__ASSIGNED TASK 1__. In the breast MRI screening abstract, at how many facilities were the patients screened?
__ASSIGNED TASK 2__. From the breast MRI screening abstract, print the text between "Breast Imaging Fellow" and "developing breast cancer.", inclusive.
__ASSIGNED TASK 3__. Continue the breast MRI screening abstract after its final sentence.

__DOCUMENT SEGMENT__.
Breast Imaging Fellow Massachusetts General Hospital/Harvard Medical School Massachusetts General Hospital/Harvard Medical School Boston, Massachusetts
Purpose: Patient eligibility for high-risk screening MRI is typically assessed by traditional risk assessment scores. However, emerging deep learning (DL) risk stratification models are proving promising, with recent studies demonstrating DL-based models outperforming traditional risk stratification methods. The objective of this study is to measure the impact of a DL risk assessment model to support more effective supplemental screening with MRI for patients at increased risk of developing breast cancer.
Materials and Methods: This retrospective, multisite study included consecutive patients, >40 years, undergoing high-risk breast cancer screening MRI from 9/18/2017 to 9/17/2020 at four facilities. Tyrer-Cuzick version 8 (TC) and NCI Breast Cancer Risk Assessment Tool 5-year and lifetime models and a DL 5-year model were used to assess risk. The following thresholds were used to define increased-risk: >1.67% for traditional 5-year models, >3.1 for DL model and high-risk: >20% for traditional lifetime models, >6.9 for DL model. Patient demographics were retrieved from electronic medical records. Cancer outcomes determined through linkage to a regional tumor registry. We compared risk model performance using Pearson’s chi-squared tests.

__COLLECTED DATA__.
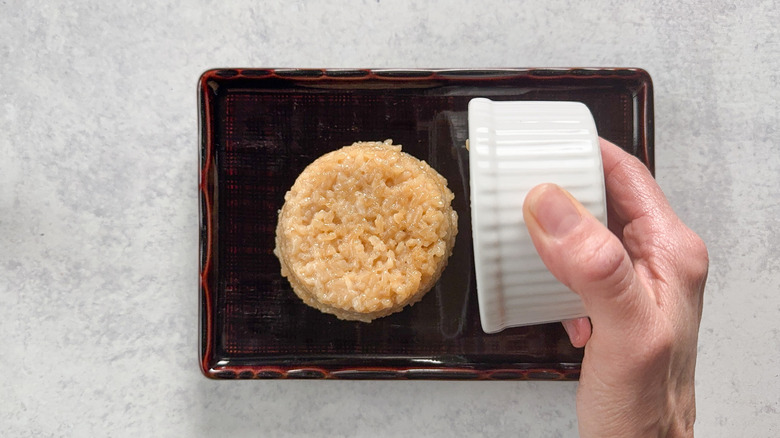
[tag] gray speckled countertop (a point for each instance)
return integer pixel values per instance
(99, 212)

__ANSWER SECTION 1__. Four facilities.

__ANSWER SECTION 2__.
Breast Imaging Fellow Massachusetts General Hospital/Harvard Medical School Massachusetts General Hospital/Harvard Medical School Boston, Massachusetts
Purpose: Patient eligibility for high-risk screening MRI is typically assessed by traditional risk assessment scores. However, emerging deep learning (DL) risk stratification models are proving promising, with recent studies demonstrating DL-based models outperforming traditional risk stratification methods. The objective of this study is to measure the impact of a DL risk assessment model to support more effective supplemental screening with MRI for patients at increased risk of developing breast cancer.

__ANSWER SECTION 3__.
Results: 6153 patients underwent high-risk screening MRI during the study period. Median patient age was 54 years (IQR: 48-60 years). 91.8% (5535/6027) were White-Non Hispanic and 8.2% (492/6027) were patients of color/Hispanic. 33.4 % (1434/4296) of patients met increased-risk criteria by DL model, 77.2% (1868/2419) by TC 5-year, and 75.3% (1574/2090) by NCI 5-year. 13.9% (597/4296) met high-risk criteria by DL model, 49.7% (1203/2419) by TC lifetime, and 34.8% (760/2187) by NCI lifetime. Cancers detected per thousand women screened were higher in patients at increased (28.5, 95% CI, 17.9, 45.1) or high-risk (20.2, 95% CI 14.1,28.9) by DL model, vs TC (8.6, 95% CI, 5.3, 13.9) and NCI (6.4, 95% CI, 3.5,11.7) 5-year models, and TC (7.5, 95% CI 3.9,14.2) and NCI (7.9, 95% CI 3.6,17.1) lifetime models (p < 0.01). Positive predictive values 1,2,3 were significantly higher in DL vs traditional models (p < 0.05). There was not evidence of differences in sensitivity or specificity in DL vs traditional models (p>0.05).
Conclusion: Improved risk assessment strategies are necessary to address breast MRI performance in women screened by traditional methods. A DL model can effectively identify increased/high-risk patients who may benefit from supplemental screening with MRI.
Clinical Relevance Statement: Traditional risk assessment models are not adequately identifying patients benefiting from screening MRI. A DL model may provide a more robust method to identify those who may benefit from screening MRI compared to traditional models.